STREET LUTE LOOKING TO KEEP GOOD ROLL GOING

Street Lute
Street Lute won the Smart Halo Stakes. Photo by Jerry Dzierwinski.

Trainer Jerry Robb’s been at it a long time, this racing game, and he’s seen its highs and lows. He’s had years when his horses couldn’t lose, and years when, well, they could.

So Robb, who sent out his first winner in 1975, appreciates it all the more that his 25-horse operation managed to win 43 races at Laurel last year – the second-most of any trainer.

“We just had a great year,” he said. “A high-percentage year on top of it; that’s what it takes.”

Robb won with 43 of 177 starters at Laurel in 2020, good for a 24% strike rate. That left him a distant second behind runaway leader Claudio Gonzalez, who won 96 (on 407 starts). He was just ahead of Mike Trombetta (40 wins) and Brittany Russell (39) in the yearlong standings, according to TrackMaster.

Saved entries
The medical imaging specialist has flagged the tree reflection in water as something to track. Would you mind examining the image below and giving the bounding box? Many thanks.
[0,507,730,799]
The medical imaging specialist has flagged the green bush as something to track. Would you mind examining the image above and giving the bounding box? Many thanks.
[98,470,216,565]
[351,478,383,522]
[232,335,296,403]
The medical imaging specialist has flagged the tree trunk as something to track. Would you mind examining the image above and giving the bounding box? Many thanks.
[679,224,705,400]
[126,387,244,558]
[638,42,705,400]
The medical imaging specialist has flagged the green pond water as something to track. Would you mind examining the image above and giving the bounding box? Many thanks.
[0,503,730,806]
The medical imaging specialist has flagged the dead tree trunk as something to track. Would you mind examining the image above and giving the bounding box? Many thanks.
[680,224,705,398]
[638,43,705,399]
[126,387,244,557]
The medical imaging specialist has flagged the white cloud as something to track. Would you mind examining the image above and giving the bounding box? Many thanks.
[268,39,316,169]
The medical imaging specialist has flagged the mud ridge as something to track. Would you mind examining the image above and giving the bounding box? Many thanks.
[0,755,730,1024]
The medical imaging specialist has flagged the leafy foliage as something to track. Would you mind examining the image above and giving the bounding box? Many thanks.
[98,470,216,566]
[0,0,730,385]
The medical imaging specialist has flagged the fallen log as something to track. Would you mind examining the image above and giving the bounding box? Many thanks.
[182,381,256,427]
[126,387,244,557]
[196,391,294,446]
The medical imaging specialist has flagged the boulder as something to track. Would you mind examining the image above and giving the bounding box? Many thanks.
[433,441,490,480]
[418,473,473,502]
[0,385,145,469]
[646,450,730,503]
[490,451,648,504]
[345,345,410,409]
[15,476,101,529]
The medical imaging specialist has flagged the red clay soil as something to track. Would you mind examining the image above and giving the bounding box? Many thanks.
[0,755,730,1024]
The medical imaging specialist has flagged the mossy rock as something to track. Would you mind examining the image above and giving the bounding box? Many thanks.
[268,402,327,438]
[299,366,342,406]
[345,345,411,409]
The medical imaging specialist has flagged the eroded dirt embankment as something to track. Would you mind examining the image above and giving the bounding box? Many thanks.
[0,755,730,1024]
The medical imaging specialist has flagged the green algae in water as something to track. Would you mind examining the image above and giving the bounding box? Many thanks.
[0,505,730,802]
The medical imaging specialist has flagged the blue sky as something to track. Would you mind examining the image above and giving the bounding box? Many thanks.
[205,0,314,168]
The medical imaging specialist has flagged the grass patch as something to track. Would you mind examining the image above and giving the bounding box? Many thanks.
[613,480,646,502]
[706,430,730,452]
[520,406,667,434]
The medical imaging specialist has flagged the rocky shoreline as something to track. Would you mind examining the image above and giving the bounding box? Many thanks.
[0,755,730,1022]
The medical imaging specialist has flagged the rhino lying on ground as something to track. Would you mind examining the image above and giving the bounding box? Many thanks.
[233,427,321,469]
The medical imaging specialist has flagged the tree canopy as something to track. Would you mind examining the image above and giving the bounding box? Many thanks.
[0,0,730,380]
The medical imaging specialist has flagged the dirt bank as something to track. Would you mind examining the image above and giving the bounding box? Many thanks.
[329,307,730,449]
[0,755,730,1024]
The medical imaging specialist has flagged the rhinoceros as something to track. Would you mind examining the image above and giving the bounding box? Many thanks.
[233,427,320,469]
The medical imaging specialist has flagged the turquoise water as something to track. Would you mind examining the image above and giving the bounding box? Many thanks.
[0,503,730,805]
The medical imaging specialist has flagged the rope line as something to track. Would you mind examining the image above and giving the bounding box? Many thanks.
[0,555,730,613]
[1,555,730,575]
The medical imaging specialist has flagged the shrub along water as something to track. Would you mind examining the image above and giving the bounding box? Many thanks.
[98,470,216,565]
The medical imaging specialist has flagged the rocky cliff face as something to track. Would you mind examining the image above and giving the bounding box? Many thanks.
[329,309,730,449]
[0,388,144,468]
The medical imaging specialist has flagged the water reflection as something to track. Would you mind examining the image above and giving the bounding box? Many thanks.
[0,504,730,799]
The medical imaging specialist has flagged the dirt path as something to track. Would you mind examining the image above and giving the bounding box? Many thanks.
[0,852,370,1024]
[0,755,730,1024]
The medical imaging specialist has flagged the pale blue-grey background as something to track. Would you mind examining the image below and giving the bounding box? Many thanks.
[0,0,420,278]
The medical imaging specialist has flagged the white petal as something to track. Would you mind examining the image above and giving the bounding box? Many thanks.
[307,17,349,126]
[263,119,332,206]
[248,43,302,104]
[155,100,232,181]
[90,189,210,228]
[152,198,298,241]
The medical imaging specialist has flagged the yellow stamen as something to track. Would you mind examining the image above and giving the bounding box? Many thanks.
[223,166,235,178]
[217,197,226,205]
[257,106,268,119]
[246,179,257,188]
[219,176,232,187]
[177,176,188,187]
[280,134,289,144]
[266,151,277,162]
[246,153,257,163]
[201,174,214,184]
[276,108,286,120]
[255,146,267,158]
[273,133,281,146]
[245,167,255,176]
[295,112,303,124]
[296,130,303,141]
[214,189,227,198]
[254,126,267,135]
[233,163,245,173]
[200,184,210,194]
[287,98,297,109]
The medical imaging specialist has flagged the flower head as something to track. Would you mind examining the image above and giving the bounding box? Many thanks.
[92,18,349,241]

**Your goal:** Continue the racing article about trainer Jerry Robb and Street Lute, picking up after its final sentence.

**Result below:**
One of the horses most responsible for Robb’s 2020 success will carry his banner into Saturday’s Laurel Park stakes. Street Lute, whom he trains for Lucky 7 Stables, will likely be favored in the $100,000 Wide Country Stakes, a test for sophomore fillies going seven furlongs. Regular pilot Xavier Perez has the call.

“I’d like six furlongs better,” the trainer said. “But you’ve got to go where they give you.”

Street Lute, a Maryland-bred daughter of Street Magician, won five of six 2020 starts and was a neck defeat in the Maryland Million Lassie away from being undefeated. In her 2021 debut, in the January 16 Xtra Heat Stakes, she kept on rolling, this time to a five-length win.

“She’s doing great,” Robb said. “She bounces back good.”

Street Lute has been busy, racing about every three weeks or so since the Maryland Million. Yet she is still fresh enough that Robb put a work in her February 6, when she ripped off a five-furlong move in 59 3/5 seconds, the fastest of 41 at the distance.

Street Lute began her career with back-to-back wins at Delaware Park. She was based there “because of the Lasix issue,” the trainer said. The Maryland tracks prohibit the use of Lasix in two-year-olds, but Delaware does not.

“They all bleed,” Robb said of the decision. “Once they bleed, it’s harder to control it.”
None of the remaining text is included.